What is needed — Reproduce the following lines verbatim, without any alteration.

Data for this exercise —
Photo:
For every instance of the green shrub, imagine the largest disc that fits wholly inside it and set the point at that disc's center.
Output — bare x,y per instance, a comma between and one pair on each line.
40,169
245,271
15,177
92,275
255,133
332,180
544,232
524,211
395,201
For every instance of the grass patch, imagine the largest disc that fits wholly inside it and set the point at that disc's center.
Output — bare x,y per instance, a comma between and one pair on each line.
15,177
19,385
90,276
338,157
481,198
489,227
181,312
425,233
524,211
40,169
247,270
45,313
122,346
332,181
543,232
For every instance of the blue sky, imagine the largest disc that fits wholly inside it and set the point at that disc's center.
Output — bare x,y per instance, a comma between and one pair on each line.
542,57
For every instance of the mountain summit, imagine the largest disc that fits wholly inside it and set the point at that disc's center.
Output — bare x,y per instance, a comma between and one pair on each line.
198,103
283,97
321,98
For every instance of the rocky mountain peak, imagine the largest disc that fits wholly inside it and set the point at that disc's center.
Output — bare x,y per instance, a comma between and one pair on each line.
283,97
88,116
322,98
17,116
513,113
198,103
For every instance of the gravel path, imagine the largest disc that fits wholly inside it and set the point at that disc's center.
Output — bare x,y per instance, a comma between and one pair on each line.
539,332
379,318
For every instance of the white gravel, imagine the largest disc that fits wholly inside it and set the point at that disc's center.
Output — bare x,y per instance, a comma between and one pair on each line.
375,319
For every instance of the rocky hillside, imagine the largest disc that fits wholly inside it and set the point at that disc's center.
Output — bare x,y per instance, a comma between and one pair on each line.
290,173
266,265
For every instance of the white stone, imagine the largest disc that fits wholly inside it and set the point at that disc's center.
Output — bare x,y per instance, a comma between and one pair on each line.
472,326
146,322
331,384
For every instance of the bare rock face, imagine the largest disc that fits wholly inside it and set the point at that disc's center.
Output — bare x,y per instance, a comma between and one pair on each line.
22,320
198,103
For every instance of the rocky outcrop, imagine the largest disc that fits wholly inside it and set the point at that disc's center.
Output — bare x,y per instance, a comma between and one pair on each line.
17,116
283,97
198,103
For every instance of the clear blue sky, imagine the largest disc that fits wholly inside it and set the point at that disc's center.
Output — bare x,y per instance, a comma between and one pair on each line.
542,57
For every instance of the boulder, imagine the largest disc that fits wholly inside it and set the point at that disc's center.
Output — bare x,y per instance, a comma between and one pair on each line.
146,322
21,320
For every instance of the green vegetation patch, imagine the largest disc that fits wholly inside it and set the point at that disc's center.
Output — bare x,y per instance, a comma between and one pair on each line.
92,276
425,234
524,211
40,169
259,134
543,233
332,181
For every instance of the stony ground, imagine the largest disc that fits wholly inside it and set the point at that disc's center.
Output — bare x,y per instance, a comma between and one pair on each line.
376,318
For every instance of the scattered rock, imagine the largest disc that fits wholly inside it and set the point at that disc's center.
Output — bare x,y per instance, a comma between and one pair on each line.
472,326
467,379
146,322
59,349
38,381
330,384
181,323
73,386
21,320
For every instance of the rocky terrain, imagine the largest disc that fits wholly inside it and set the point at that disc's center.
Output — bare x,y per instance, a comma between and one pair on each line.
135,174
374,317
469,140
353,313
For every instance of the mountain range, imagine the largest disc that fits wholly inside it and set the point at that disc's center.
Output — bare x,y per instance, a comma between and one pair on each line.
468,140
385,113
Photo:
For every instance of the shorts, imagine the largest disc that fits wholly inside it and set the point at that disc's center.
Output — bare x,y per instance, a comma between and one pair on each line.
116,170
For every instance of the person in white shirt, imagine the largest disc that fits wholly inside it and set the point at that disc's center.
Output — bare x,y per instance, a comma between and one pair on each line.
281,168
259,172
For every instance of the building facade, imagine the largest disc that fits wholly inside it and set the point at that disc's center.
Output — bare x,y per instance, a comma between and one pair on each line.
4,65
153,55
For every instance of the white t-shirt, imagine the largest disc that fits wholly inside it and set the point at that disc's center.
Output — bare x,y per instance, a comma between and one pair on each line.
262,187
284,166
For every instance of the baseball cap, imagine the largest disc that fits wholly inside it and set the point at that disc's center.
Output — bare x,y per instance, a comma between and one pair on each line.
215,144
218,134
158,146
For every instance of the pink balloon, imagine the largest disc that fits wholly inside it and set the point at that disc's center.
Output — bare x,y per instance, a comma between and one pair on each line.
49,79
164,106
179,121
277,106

Complete answer —
Photo:
For every instance of the green shrub, imagine the largest disc that fits wholly inside it and set the point at that disc's center.
Output — bare x,y per instance, a comma between and one pair on each line.
40,169
245,271
15,177
92,275
255,133
332,180
544,232
524,211
395,201
For every instance of the grass patch, imagine the largest disc that fits wholly inside it and set the point at that disc's center.
Output — bare x,y per instance, a comma between and one pair on each line.
15,177
19,385
90,276
338,157
481,198
489,227
181,312
425,233
524,211
40,169
247,270
45,313
122,346
332,181
543,232
For every instance of the blue sky, imagine the largest disc that fits wholly inside it and set the point at that disc's center.
Output — bare x,y per instance, a comma between and one pair on each line.
542,57
For every instance of the mountain summit, imagine the largest disc that fits wholly inside it and set the point at that disc's center.
Output — bare x,y per instance, a comma between and one pair on each line.
198,103
283,97
321,98
For every instance of the rocky mountain peak, imagine the largest disc that fits wholly inside it and set the point at that disc's center.
Output — bare x,y per instance, a comma between and one pair on each line.
283,97
88,116
322,98
17,116
513,113
198,103
For every instance of the gravel path, imagine the largest disc that fits wholly inside it and set the point at that disc's center.
Output — bare x,y per instance, a comma between and one pair on each line.
539,332
379,318
For every instance of the white gravel, imagine the largest disc that fits wholly inside it and set the point at that disc's center.
Output — bare x,y per instance, a comma between and one pair on each line.
375,319
For every instance of the rocky hillside, imagine the largest disc that fits wholly inside it and set the point at that disc's center.
Output — bare x,y per instance, a comma between and one pair on each line.
290,173
266,265
For every instance of the white stone, imagine the largest disc that fits wholly inside it and set the point at that disc's center.
Output — bare x,y per instance, a comma between and one pair on each line.
472,326
146,322
331,384
For every instance of the bare rock face, imagine the largest disc that fits wholly inside it and set the point at that disc's center.
Output — bare x,y per instance, a comma between and one pair on each line.
22,320
198,103
For every instance of the rocky outcrop, imagine the largest disc that fits wholly inside it and set the point at that disc's center.
Output — bare x,y per instance, a comma between and one pair on each line.
17,116
283,97
198,103
For every instance of the clear blue sky, imagine the largest disc that fits wholly inside it and set the point at that disc's center.
Output — bare x,y per instance, a comma between and one pair on each line.
542,57
For every instance of the boulder, imagine the largest disc that fits wholly inside it and set the point at that disc's center.
Output — bare x,y per instance, a comma between and one pair on each line.
146,322
21,320
For every instance of the green vegetation patch, imagine the largest disc that fits wholly inside it and set the point at that disc's center.
Output — bare x,y per instance, a comma between and one pair on each line.
92,276
425,234
524,211
40,169
259,134
543,233
332,181
For every instance of the stony ground, imagine the largest disc that fits wholly inside it and set the point at that disc's center.
Output — bare x,y per instance, a comma between and one pair on each line.
376,318
For every instance of the scattered rock, imagine the largest disc that fits wholly inside it and set the point at that disc's center.
Output — bare x,y per instance, a comma between and one pair on each line.
472,326
467,379
146,322
59,349
38,381
330,384
181,323
73,386
21,320
For every instance of the rocky terrain, imagine the largest disc that fits wholly inside it and set the point at that disc's center.
Output — bare x,y per instance, a comma between and one pair on each line.
135,174
374,317
469,140
353,313
For every instance of the mountain range, imagine the largest disc that fits wholly inside it and set the point at that disc's center.
Output — bare x,y per instance, a comma between and one pair on each line.
468,140
385,113
Photo:
For every instance of the shorts, imagine the largest disc that fits wholly inside it and set the point at that disc's center.
Output — bare x,y per instance, a comma between and one pair on each line.
116,170
For every instance of the person in white shirt, imagine the largest disc that fits wholly inside it and set the point at that disc's center.
Output — bare x,y per instance, a comma between and one pair on each line.
281,168
259,172
For every instance of the building facade, imagine the largest disc that fits wholly inside it and set the point at that disc's center.
Output — bare x,y per instance, a comma between and one pair on each line.
4,65
153,55
For every instance of the white t-shirt, imagine the largest disc that fits wholly inside it and set the point at that disc's center.
Output — bare x,y per instance, a comma between and one pair on each line.
262,187
284,166
For every instance of the baseball cap, imagine the largest disc that fits wholly inside it and set the point at that disc's center.
Output — bare x,y per instance, a comma between and one pair on each line.
215,144
218,134
158,146
For every instance of the pink balloon, imagine the largest disc that fits wholly inside it and set the point at that disc's center.
Output — bare x,y per instance, a comma between and one pair on each line.
49,79
164,106
179,121
277,106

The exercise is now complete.